_YOUR OBJECTIVE:_ Each line that contains the word "shirt" is to be copied from the records below.

(Saved entries)

"""

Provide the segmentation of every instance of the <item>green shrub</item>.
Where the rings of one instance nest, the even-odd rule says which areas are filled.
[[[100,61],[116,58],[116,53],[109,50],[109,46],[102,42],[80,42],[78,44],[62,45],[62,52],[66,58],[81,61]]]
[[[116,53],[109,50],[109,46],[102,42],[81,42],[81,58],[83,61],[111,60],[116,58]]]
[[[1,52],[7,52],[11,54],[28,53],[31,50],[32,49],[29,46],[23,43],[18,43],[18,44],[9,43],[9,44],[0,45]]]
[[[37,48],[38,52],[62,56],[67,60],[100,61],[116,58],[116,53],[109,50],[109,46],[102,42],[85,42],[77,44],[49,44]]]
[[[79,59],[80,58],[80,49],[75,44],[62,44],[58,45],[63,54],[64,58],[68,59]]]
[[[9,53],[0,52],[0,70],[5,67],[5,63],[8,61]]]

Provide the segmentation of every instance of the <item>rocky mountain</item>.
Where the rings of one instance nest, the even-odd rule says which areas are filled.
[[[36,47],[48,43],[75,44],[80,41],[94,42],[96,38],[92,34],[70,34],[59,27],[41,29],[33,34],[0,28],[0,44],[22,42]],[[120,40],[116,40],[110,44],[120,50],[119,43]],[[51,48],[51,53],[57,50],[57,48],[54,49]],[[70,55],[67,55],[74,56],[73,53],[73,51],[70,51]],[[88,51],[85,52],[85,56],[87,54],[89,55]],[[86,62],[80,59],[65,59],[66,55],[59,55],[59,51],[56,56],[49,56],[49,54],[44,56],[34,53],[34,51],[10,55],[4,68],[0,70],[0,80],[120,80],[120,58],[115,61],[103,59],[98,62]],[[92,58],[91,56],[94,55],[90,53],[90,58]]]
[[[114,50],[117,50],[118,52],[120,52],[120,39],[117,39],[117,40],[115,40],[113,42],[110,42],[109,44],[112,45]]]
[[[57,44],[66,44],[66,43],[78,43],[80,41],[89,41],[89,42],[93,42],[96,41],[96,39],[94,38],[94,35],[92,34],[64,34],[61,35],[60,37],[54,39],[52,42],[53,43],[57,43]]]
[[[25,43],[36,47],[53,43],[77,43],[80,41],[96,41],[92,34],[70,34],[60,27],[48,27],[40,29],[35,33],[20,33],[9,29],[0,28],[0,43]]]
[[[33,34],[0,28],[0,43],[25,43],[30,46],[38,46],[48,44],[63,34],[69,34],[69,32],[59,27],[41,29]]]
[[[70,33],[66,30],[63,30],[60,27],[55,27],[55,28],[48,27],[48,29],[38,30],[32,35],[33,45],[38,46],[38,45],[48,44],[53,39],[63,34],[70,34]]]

"""
"""

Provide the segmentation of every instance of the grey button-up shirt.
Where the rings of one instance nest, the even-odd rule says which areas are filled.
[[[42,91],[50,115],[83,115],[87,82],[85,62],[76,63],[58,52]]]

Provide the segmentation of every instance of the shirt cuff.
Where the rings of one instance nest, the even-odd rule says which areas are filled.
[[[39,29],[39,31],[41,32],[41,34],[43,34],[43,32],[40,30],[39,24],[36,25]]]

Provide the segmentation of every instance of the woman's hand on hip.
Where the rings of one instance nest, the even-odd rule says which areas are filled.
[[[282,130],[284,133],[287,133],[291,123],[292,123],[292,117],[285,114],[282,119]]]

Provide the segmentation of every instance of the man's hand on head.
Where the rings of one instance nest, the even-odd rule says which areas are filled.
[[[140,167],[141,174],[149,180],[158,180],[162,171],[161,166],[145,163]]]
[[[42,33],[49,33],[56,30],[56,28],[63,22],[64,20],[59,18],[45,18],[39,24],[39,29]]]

"""

_COMPLETED EXERCISE:_
Provide the segmentation of every instance of the grey button-up shirt.
Provide the segmentation of every instance of the shirt cuff.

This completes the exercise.